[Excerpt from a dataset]
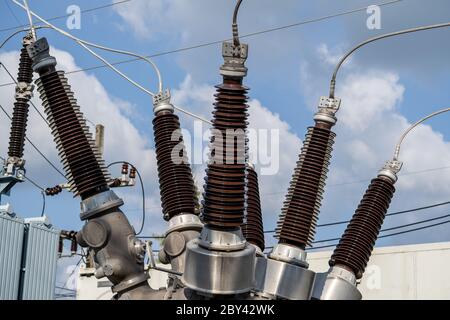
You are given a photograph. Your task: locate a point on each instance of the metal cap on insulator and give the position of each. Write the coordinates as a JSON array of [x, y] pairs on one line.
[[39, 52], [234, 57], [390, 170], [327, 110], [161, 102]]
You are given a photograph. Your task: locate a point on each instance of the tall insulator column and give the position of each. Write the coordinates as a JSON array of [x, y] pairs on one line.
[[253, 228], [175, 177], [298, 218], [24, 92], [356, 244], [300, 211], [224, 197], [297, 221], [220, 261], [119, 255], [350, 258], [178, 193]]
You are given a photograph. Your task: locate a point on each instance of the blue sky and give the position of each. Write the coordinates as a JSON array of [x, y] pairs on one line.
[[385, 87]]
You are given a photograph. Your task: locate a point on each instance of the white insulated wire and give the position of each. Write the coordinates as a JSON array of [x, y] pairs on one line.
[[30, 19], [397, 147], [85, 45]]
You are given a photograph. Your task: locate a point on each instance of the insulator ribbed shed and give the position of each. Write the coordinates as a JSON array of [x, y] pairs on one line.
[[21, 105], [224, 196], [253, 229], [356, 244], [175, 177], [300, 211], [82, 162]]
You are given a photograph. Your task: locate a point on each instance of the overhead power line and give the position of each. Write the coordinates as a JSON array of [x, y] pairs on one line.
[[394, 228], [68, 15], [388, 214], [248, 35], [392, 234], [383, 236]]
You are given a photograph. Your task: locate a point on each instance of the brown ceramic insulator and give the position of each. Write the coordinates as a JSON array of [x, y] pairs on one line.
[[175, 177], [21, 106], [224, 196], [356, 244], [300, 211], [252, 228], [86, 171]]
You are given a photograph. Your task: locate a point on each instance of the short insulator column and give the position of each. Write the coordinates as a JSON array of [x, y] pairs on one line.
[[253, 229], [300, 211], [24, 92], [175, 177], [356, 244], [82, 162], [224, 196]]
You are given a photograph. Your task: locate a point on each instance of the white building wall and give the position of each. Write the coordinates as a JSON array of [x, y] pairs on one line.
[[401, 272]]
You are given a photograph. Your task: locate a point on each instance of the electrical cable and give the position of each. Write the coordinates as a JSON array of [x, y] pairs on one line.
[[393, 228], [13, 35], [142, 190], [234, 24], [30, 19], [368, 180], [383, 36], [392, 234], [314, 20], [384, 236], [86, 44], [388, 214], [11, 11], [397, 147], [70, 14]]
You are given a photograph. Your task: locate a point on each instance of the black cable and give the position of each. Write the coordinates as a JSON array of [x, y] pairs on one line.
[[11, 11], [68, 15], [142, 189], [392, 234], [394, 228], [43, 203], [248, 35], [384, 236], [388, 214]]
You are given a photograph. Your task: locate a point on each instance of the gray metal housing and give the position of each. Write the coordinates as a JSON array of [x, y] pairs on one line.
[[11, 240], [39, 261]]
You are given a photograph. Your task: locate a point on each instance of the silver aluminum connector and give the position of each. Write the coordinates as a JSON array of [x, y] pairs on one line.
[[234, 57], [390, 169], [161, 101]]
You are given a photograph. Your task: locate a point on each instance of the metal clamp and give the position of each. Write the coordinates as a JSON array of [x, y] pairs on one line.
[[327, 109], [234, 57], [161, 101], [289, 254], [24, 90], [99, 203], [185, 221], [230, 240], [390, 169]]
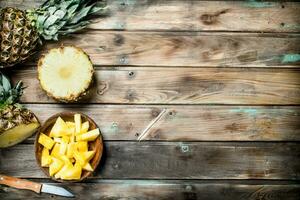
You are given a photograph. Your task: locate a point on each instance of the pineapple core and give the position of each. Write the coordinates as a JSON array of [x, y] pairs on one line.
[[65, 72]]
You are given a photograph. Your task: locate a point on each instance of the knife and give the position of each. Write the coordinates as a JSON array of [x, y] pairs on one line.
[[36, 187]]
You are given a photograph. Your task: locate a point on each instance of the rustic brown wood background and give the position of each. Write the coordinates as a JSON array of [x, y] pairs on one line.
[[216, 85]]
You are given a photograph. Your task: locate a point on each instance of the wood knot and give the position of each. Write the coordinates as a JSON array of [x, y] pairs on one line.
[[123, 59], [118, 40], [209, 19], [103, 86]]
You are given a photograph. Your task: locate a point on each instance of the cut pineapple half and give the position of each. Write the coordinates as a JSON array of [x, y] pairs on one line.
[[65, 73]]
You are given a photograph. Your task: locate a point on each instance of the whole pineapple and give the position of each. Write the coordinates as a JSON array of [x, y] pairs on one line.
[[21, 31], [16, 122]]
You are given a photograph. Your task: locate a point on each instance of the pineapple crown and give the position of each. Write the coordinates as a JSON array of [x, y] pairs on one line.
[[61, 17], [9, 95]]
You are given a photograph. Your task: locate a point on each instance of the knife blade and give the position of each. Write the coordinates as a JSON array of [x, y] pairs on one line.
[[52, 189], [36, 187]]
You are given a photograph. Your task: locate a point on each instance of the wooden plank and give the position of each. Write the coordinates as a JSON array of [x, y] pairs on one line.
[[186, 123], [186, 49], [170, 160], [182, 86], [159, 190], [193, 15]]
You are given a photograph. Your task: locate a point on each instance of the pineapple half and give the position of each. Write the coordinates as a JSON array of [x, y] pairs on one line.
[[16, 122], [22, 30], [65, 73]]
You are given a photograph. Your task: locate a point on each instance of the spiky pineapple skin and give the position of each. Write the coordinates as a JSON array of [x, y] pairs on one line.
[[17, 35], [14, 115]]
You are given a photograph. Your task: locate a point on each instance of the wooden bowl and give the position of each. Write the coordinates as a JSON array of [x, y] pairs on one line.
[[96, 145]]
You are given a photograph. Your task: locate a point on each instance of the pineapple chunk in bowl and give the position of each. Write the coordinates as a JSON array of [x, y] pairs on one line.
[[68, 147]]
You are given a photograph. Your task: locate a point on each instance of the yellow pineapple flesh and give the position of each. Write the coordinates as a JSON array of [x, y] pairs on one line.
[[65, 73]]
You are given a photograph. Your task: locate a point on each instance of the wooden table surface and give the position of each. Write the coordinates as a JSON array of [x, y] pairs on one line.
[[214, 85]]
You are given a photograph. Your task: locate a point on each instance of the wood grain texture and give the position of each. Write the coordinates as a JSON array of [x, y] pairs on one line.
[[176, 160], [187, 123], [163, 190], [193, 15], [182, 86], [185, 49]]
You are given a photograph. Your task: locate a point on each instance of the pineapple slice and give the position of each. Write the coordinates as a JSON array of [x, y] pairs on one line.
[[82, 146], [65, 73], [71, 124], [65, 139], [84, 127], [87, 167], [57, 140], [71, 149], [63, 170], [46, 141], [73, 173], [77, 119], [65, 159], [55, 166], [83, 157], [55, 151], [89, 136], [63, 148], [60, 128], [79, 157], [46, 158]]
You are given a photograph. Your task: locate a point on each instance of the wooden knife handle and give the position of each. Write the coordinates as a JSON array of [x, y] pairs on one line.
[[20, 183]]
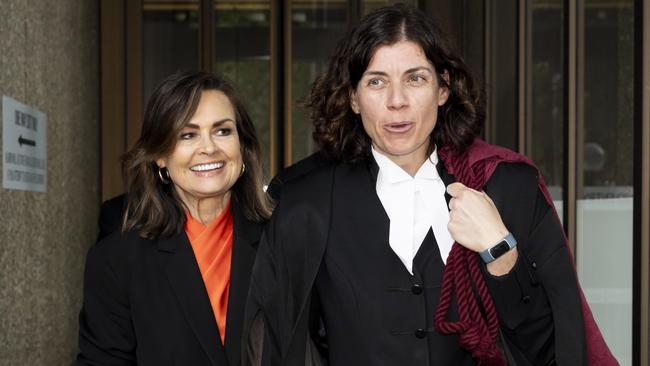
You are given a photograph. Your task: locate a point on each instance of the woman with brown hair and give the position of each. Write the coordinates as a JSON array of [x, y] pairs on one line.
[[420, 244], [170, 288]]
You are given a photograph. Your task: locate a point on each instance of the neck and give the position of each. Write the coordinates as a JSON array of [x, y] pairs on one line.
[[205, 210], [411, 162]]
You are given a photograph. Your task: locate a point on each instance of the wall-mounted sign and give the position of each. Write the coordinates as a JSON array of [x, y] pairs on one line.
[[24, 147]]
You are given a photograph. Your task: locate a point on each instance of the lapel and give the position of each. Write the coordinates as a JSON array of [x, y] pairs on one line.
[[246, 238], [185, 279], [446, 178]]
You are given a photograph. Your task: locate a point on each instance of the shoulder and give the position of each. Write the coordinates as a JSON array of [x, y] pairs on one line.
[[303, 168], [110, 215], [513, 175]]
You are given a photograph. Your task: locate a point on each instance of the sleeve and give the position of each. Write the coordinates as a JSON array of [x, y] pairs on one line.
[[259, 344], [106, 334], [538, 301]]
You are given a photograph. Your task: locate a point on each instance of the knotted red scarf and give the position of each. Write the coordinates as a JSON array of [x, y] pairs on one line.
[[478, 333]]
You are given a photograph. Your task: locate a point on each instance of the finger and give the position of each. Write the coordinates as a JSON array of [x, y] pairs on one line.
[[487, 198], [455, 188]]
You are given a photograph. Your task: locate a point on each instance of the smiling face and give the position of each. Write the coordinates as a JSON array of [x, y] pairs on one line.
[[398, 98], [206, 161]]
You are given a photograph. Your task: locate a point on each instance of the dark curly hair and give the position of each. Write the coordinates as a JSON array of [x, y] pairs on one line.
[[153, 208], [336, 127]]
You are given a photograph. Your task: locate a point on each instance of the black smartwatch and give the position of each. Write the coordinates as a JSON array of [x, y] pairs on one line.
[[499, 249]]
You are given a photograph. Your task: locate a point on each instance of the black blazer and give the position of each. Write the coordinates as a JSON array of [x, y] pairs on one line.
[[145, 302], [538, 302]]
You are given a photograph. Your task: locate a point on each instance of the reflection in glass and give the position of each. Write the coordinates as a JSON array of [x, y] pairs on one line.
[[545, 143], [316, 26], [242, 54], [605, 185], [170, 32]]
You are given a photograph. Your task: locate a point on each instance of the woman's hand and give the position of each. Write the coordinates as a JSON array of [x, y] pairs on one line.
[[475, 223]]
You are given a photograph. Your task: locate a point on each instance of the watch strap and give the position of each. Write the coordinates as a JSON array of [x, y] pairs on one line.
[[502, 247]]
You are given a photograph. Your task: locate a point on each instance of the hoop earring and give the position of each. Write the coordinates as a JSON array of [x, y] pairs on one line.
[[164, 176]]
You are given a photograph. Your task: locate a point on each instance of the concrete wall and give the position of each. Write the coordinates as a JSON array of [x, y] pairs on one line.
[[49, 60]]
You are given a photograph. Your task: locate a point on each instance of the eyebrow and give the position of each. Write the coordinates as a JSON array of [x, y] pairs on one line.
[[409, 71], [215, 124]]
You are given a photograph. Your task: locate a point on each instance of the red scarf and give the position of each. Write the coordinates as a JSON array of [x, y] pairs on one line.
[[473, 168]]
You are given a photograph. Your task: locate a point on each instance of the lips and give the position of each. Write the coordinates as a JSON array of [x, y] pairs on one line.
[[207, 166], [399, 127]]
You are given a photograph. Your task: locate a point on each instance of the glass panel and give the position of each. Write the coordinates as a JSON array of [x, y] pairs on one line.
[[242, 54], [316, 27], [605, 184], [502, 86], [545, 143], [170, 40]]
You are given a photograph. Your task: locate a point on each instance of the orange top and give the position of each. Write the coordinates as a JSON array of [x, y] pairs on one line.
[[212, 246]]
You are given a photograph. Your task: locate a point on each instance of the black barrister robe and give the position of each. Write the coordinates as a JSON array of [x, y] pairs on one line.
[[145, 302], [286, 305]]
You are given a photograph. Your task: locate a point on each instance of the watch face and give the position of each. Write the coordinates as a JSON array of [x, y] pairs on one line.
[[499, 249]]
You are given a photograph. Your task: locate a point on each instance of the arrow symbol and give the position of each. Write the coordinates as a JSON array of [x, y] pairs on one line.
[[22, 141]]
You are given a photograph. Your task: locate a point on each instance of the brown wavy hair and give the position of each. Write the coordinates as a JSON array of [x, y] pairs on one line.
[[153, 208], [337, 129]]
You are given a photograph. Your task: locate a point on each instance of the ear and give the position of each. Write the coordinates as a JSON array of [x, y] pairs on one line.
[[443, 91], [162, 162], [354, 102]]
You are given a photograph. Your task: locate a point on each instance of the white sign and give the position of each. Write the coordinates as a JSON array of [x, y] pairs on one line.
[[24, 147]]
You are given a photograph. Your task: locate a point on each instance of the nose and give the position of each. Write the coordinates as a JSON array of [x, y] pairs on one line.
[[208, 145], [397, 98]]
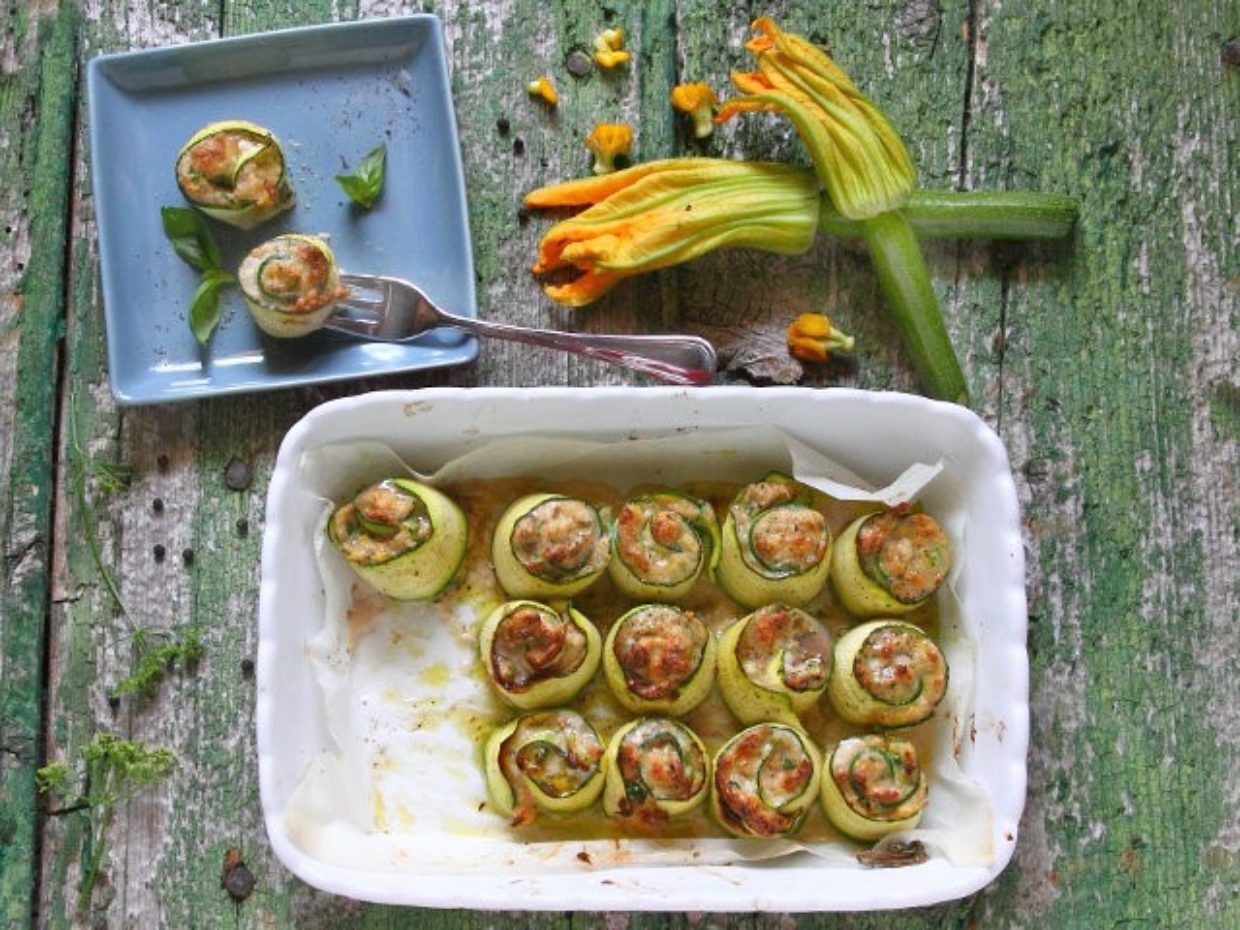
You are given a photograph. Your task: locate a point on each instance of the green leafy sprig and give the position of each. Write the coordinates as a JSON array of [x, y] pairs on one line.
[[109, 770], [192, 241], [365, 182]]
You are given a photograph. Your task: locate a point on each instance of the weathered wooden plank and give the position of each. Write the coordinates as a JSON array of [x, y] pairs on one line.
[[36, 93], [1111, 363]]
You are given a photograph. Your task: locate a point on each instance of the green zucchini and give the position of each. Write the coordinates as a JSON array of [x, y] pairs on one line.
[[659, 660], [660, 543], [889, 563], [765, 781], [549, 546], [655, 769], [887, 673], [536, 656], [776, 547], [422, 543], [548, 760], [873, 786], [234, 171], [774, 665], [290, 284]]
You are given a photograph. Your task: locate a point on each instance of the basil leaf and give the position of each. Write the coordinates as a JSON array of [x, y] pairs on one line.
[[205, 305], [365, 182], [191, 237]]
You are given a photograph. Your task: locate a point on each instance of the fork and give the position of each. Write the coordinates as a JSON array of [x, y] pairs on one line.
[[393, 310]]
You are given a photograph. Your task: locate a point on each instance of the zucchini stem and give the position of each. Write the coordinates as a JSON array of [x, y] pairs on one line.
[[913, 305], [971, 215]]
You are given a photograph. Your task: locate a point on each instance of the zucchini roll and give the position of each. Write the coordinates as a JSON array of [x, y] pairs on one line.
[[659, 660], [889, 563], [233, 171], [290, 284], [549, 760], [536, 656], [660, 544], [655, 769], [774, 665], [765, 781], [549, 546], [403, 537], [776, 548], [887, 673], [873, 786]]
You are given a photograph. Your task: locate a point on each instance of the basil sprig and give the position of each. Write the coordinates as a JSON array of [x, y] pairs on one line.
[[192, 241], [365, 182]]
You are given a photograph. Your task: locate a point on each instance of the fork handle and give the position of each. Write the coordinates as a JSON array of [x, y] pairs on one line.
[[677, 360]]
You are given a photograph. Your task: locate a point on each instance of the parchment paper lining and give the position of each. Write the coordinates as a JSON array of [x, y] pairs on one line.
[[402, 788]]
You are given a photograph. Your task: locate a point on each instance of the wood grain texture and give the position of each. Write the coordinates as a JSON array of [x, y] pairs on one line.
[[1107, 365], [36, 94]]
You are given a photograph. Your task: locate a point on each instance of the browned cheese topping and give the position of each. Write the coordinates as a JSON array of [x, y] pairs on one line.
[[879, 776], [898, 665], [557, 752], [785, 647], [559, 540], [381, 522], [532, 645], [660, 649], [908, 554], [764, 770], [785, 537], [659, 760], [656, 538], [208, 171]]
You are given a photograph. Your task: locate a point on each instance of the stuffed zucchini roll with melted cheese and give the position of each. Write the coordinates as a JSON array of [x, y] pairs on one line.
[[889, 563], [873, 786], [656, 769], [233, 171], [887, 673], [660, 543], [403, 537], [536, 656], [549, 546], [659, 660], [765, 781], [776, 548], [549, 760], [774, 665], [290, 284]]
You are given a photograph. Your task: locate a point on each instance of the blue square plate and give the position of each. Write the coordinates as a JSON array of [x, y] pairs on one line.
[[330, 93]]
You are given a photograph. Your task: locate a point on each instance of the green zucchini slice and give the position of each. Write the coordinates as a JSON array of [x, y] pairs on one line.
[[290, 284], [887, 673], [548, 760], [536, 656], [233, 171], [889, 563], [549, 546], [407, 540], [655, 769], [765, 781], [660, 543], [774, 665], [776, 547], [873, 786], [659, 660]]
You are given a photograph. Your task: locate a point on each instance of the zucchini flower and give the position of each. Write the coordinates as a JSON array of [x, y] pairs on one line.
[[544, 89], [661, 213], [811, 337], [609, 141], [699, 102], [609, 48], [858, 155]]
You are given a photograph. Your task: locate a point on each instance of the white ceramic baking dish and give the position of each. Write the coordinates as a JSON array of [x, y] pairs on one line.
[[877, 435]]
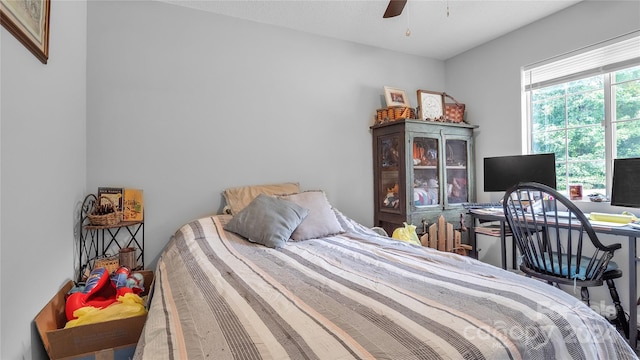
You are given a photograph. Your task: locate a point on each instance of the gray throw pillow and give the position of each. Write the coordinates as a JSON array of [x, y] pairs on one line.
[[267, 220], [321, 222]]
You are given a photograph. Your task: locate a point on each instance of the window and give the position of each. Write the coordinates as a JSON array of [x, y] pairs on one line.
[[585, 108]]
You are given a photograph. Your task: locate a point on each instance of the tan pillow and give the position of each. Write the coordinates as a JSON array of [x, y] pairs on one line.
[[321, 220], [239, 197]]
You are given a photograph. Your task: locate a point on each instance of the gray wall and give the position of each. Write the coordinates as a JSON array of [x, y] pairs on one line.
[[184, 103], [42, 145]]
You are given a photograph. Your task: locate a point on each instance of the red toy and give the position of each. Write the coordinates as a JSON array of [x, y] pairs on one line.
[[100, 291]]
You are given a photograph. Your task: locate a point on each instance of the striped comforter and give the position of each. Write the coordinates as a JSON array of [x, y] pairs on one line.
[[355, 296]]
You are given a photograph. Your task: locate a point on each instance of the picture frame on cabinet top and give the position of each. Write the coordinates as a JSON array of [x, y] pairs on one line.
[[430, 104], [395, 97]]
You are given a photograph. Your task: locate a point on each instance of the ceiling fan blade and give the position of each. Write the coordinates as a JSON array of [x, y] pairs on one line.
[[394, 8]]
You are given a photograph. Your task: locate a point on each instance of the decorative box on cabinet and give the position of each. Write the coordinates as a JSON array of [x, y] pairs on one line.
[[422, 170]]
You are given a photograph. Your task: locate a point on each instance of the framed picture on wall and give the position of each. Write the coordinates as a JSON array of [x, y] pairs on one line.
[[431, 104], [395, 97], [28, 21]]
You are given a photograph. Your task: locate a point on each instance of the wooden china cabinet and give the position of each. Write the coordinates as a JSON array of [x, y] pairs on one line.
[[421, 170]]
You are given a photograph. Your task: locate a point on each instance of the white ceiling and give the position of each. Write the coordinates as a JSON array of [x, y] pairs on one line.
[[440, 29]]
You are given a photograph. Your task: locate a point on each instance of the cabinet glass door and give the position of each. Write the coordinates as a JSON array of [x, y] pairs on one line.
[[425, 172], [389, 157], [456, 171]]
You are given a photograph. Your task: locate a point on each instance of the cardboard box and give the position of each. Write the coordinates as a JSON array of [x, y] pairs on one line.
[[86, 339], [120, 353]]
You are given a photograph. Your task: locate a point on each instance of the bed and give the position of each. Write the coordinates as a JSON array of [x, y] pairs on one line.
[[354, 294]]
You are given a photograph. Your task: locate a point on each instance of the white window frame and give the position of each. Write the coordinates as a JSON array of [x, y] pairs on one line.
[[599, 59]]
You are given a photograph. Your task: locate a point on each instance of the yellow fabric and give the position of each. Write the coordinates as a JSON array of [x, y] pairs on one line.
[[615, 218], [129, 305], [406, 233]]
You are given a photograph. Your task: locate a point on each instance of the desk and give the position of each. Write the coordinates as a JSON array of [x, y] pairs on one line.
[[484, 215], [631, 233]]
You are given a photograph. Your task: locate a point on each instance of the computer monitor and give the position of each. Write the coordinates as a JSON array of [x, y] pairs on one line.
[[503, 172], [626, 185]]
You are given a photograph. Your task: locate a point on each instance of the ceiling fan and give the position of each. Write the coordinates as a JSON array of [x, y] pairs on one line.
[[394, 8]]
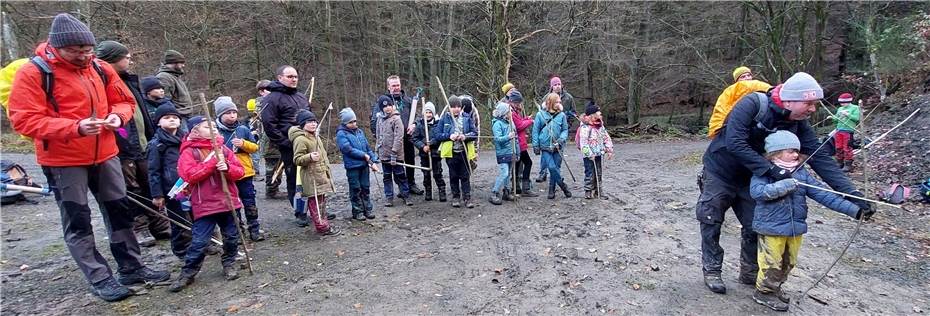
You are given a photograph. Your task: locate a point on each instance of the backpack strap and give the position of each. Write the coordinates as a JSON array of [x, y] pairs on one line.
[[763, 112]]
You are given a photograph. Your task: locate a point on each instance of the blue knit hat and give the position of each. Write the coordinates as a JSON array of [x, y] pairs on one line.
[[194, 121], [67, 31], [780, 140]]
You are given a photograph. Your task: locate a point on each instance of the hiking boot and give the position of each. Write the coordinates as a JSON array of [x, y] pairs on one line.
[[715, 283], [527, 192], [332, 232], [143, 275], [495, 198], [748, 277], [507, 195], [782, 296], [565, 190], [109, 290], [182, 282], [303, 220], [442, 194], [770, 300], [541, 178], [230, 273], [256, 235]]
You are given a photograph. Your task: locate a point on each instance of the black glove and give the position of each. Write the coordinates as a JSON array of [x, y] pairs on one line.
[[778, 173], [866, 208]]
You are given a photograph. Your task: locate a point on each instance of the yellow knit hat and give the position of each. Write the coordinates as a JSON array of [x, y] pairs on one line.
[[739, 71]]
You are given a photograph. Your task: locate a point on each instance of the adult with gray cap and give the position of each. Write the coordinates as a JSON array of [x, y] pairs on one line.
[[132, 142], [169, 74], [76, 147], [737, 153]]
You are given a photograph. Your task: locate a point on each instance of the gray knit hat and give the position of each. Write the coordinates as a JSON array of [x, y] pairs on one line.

* Prompt
Working from the line that contains "of the computer" to the last line of the listing, please quote each line exactly, pictures excluded.

* Solution to this problem
You are given a photograph. Your task: locate a point on each instance of the computer monitor and give the position of each. Write the coordinates as a JSON array of [x, y] pairs on one line.
[[503, 172], [626, 185]]
You are given a photograph. Your task: locate a point on each instance of the ceiling fan and give the position of each. Write the coordinates as a JSON array of [x, y] pairs on one line.
[[394, 8]]
You are given a photograph. Your task: locate a point on each instance of the backpack strap and give the position of each. Write the coordinates as a JSON array of [x, y] pairs on one line.
[[763, 112]]
You are given a photograph. Your task: locate a point on each instance of the blue knit hat and give the position of each. Write the coordinates as a JSON array of [x, y] pairs on one line.
[[194, 121], [67, 31], [780, 140]]
You are given a photograph. Your task: locate a point on each instance of the hiking boot and give the position of each. Write the coordinates as a JSON array of [x, y] pairs on one line.
[[715, 283], [527, 192], [332, 232], [143, 275], [495, 198], [748, 277], [507, 195], [782, 296], [565, 190], [109, 290], [182, 282], [303, 220], [442, 194], [770, 300], [541, 178], [230, 273], [256, 235]]
You are given a photograph. Your task: locate a point on each instance of the black glove and give the position of each. Write the coordinates as a JSON array of [x, y] pairs on one line.
[[778, 173], [866, 208]]
You are given a photograph. Your task: locate a point on each instance of the yellow knit hat and give the position of each. Write the coordinates as a JSON array of [x, y] pairs on one line.
[[739, 71]]
You are given a photograph. Your task: locate a point on each instance of the adult with gray cap and give the position of each. Write the coordinates as a JSON array of [x, y] pairs on one line.
[[132, 142], [169, 74], [76, 147], [737, 153]]
You are given a photograph. Your task: locate a point on each instance of the gray knit hat and give the position of each. Write the coordinates as a JSON array of [x, y] pairs on one line.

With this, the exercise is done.